- _What needs to be done_: Copy every one of the rows below word for word, leaving out the pictures.

- _Extracted material_:

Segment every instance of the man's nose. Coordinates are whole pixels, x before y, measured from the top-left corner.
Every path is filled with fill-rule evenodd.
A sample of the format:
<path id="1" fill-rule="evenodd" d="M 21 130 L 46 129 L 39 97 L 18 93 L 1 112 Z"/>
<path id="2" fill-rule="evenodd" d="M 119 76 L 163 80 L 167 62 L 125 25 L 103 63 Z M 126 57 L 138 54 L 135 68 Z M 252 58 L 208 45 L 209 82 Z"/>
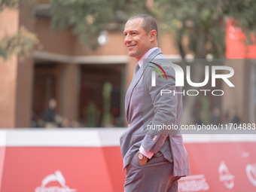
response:
<path id="1" fill-rule="evenodd" d="M 130 35 L 129 34 L 127 34 L 125 38 L 124 38 L 124 43 L 126 44 L 130 41 L 132 41 L 133 38 L 131 37 L 131 35 Z"/>

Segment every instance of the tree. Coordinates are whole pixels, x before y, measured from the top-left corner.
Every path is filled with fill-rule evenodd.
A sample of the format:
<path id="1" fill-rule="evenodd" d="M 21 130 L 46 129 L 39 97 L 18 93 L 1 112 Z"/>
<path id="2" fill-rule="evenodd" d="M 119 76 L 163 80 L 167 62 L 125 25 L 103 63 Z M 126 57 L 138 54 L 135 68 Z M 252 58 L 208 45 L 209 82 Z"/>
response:
<path id="1" fill-rule="evenodd" d="M 53 29 L 65 30 L 72 27 L 80 41 L 93 48 L 103 29 L 123 29 L 129 17 L 148 12 L 146 0 L 54 0 L 51 1 Z"/>

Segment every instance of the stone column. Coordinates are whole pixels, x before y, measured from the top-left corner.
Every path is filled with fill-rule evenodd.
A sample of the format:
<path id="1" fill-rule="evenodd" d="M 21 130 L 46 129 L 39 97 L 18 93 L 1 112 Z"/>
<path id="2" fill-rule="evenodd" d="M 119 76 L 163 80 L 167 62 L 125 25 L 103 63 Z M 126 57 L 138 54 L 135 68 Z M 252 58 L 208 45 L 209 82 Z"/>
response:
<path id="1" fill-rule="evenodd" d="M 78 64 L 62 65 L 60 113 L 71 126 L 74 120 L 78 120 L 81 70 Z"/>
<path id="2" fill-rule="evenodd" d="M 19 29 L 19 11 L 5 9 L 0 13 L 0 39 Z M 0 57 L 0 127 L 15 126 L 17 57 L 8 60 Z"/>

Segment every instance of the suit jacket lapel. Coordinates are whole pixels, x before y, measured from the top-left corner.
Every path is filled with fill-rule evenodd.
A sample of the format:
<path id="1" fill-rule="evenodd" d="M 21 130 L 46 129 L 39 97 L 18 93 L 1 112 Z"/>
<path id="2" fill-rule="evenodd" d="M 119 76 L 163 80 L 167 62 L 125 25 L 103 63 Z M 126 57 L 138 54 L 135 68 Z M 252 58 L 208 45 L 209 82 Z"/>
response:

- _Reply_:
Segment every instance of the man's nose. Coordinates are whole pixels, x before y, measured from the top-left corner.
Every path is filled with fill-rule evenodd.
A sample of the format:
<path id="1" fill-rule="evenodd" d="M 21 130 L 46 129 L 39 97 L 18 93 L 1 112 Z"/>
<path id="2" fill-rule="evenodd" d="M 119 76 L 163 80 L 167 62 L 125 25 L 103 63 Z M 126 57 L 138 54 L 135 68 Z M 252 58 L 208 45 L 209 82 Z"/>
response:
<path id="1" fill-rule="evenodd" d="M 130 35 L 129 34 L 127 34 L 125 38 L 124 38 L 124 43 L 126 44 L 130 41 L 132 41 L 133 38 L 131 37 L 131 35 Z"/>

Segment every instance of the tree. Coordinates are whole pixels, x before y, measured from the top-left corner.
Every path is filled with fill-rule evenodd.
A sample of the format:
<path id="1" fill-rule="evenodd" d="M 21 130 L 46 129 L 39 97 L 18 93 L 1 112 Z"/>
<path id="2" fill-rule="evenodd" d="M 119 76 L 163 80 L 167 62 L 125 25 L 103 63 Z M 126 57 L 138 54 L 135 68 Z M 252 58 L 208 45 L 209 82 Z"/>
response:
<path id="1" fill-rule="evenodd" d="M 53 29 L 65 30 L 72 27 L 80 41 L 93 48 L 103 29 L 123 29 L 129 17 L 148 12 L 146 0 L 54 0 L 51 1 Z"/>

Segment every instance of the stone column. Coordinates are whole pixels, x before y, measured from the top-left corner.
Every path is filled with fill-rule evenodd.
A sample of the format:
<path id="1" fill-rule="evenodd" d="M 21 130 L 46 129 L 39 97 L 18 93 L 1 112 Z"/>
<path id="2" fill-rule="evenodd" d="M 119 76 L 163 80 L 167 62 L 125 25 L 103 63 Z M 126 57 L 138 54 L 135 68 Z M 252 58 L 208 45 L 209 82 Z"/>
response:
<path id="1" fill-rule="evenodd" d="M 78 64 L 62 65 L 60 113 L 71 126 L 74 120 L 78 120 L 81 70 Z"/>
<path id="2" fill-rule="evenodd" d="M 19 29 L 19 11 L 5 9 L 0 13 L 0 39 Z M 0 57 L 0 127 L 15 126 L 17 57 L 8 60 Z"/>

Segment every instance of the suit jacket lapel. Coordinates are whole pixels, x before y, measured from the top-left corner.
Every path is filled with fill-rule evenodd.
A sample of the format:
<path id="1" fill-rule="evenodd" d="M 21 130 L 46 129 L 39 97 L 18 93 L 1 112 Z"/>
<path id="2" fill-rule="evenodd" d="M 119 76 L 163 80 L 167 62 L 125 25 L 103 63 Z M 126 57 L 138 54 L 135 68 Z M 252 58 L 208 45 L 209 82 Z"/>
response:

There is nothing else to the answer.